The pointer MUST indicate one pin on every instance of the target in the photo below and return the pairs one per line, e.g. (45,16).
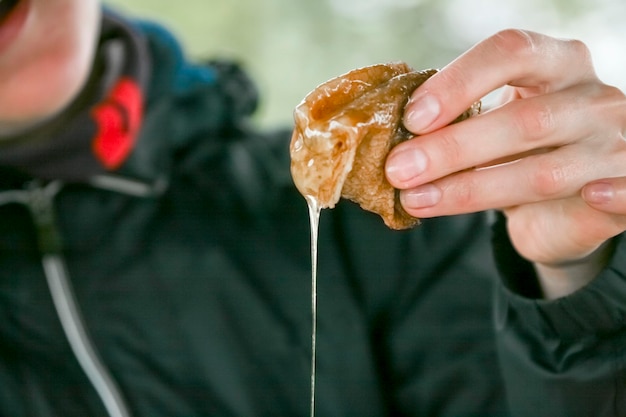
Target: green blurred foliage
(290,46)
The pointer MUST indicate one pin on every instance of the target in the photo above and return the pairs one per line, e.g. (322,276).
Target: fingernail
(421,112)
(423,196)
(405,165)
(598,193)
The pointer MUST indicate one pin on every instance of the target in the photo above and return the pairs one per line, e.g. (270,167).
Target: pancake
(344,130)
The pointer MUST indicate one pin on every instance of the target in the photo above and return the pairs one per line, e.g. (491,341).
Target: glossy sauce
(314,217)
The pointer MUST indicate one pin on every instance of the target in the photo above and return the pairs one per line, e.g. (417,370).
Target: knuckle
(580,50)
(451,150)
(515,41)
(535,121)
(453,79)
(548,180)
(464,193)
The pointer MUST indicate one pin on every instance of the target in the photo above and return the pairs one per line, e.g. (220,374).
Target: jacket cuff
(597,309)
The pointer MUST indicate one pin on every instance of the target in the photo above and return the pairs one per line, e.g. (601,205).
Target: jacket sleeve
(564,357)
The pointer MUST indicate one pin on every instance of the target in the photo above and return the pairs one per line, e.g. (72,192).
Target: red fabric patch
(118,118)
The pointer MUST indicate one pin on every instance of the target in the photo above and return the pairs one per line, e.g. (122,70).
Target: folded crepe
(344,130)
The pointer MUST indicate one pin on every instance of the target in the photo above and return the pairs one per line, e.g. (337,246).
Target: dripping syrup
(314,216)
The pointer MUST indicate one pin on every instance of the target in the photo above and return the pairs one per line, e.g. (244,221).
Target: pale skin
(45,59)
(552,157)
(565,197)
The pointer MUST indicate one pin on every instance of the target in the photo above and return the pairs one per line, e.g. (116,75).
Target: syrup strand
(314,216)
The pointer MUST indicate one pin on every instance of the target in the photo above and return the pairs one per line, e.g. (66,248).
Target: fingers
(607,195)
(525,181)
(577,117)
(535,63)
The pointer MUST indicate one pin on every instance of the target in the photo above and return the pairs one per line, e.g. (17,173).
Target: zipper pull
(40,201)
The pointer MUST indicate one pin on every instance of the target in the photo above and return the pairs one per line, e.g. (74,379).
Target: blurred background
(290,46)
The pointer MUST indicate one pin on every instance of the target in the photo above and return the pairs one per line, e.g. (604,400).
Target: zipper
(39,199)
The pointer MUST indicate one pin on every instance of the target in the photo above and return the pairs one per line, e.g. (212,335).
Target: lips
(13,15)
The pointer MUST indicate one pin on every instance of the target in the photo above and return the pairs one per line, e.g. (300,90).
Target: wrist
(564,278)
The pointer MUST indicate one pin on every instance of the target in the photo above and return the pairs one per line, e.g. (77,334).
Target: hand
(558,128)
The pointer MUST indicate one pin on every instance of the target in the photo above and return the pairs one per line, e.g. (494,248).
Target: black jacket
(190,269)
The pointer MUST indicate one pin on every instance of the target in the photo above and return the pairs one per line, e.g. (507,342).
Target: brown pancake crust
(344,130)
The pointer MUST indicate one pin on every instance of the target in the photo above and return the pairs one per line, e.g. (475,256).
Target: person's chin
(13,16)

==

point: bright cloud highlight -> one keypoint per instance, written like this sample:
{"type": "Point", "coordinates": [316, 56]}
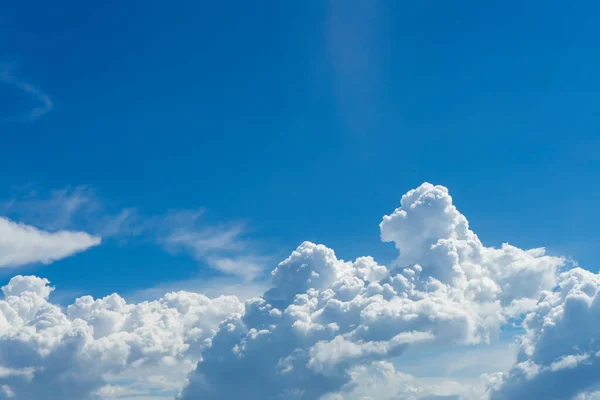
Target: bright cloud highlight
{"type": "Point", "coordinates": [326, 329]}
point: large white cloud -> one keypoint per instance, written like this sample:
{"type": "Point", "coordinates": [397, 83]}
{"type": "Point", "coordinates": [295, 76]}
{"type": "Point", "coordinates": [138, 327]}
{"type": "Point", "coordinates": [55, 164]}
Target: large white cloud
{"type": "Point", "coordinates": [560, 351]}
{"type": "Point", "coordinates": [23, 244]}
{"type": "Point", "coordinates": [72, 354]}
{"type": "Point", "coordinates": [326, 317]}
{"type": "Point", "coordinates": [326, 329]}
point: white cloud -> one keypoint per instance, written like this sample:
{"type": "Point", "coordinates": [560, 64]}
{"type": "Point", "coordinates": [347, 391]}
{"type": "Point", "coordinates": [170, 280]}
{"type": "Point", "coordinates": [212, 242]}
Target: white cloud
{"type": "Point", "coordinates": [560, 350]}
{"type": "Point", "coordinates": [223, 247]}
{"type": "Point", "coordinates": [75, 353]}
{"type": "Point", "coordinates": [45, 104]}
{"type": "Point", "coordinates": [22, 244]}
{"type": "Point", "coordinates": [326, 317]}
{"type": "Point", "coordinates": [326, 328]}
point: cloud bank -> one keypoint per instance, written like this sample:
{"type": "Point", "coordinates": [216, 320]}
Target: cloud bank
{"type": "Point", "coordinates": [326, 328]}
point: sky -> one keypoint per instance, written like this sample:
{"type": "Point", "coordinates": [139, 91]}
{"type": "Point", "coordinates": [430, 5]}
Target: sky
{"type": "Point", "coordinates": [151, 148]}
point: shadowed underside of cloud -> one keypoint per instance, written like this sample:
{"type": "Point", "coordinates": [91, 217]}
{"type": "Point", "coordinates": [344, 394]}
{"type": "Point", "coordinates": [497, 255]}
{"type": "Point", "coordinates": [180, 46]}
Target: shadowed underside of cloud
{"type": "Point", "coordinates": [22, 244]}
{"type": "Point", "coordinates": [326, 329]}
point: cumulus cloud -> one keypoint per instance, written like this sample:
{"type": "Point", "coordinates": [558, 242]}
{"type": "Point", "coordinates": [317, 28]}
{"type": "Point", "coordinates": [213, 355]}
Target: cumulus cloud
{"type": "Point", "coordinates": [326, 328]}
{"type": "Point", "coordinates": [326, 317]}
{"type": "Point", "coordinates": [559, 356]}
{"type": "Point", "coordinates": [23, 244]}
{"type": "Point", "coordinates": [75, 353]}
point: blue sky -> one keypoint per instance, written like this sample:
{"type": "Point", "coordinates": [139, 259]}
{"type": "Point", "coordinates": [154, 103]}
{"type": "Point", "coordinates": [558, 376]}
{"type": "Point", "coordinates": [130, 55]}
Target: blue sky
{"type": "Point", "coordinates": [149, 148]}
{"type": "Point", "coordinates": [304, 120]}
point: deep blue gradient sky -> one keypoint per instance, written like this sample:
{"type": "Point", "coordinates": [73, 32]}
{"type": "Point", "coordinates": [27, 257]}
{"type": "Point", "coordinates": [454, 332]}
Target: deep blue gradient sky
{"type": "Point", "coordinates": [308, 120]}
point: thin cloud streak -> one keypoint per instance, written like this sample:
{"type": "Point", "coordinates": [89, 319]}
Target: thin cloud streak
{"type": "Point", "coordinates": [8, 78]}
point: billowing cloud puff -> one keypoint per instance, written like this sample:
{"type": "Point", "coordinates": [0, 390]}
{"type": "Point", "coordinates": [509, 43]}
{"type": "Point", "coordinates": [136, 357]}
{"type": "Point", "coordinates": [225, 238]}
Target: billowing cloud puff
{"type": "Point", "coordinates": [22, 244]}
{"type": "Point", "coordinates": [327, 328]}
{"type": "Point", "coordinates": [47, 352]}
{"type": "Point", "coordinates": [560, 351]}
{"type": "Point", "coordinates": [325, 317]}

▶ _Work required_:
From the records above, copy out the line with "Target: jacket sleeve", the line with "line, e.g. (507,342).", and every line between them, word for word.

▶ _Output_:
Target: jacket sleeve
(564,357)
The pointer MUST indicate one pin on every instance of the target in the photo above and return the pairs one per line, e.g. (72,192).
Target: red fabric patch
(118,118)
The pointer MUST indicate one pin on every instance of the target in the photo above and return the pairs one per line, e.g. (122,70).
Target: folded crepe
(344,130)
The pointer MUST indicate one pin on every instance of the target in the photo above and return the pairs one per line, e.g. (337,246).
Target: dripping syrup
(314,216)
The pointer MUST indicate one pin on every instance of the target in the photo above and return the pairs one per line, e.g. (244,221).
Target: pale skin
(45,59)
(552,157)
(565,197)
The pointer MUST indicate one pin on every instance of the target in the photo above and return the pairs one per line, e.g. (116,75).
Target: syrup strand
(314,216)
The pointer MUST indicate one pin on every instance of the target in the photo above and return the pairs one per line, e.g. (66,248).
Target: fingers
(607,195)
(525,181)
(577,117)
(535,63)
The pointer MUST indicate one pin on every instance of the target in the photo above and return the pairs one per line, e.g. (17,173).
Target: zipper pull
(40,201)
The pointer MUST indicate one pin on every instance of the target in the photo above and return the pairs one per line, e.g. (74,379).
Target: blurred background
(290,46)
The pointer MUST indicate one pin on every instance of the target in the photo above and return the pairs one per line, e.g. (604,400).
Target: zipper
(39,199)
The pointer MUST indicate one pin on every instance of the target in the photo above and return the pairs one per line, e.g. (212,335).
Target: lips
(13,15)
The pointer MUST indicate one pin on every instance of the target in the photo above and return the pairs one per line, e.g. (300,90).
Target: wrist
(564,278)
The pointer MUST indicate one pin on every instance of the target in the photo above and return the pairs one per line, e.g. (77,334).
Target: hand
(558,128)
The pointer MUST indicate one pin on every instance of the target in the photo above and return the pairs one per line, e.g. (494,248).
Target: black jacket
(190,269)
The pointer MUST indicate one pin on every instance of the target in the photo above and return the pairs one per line, e.g. (507,342).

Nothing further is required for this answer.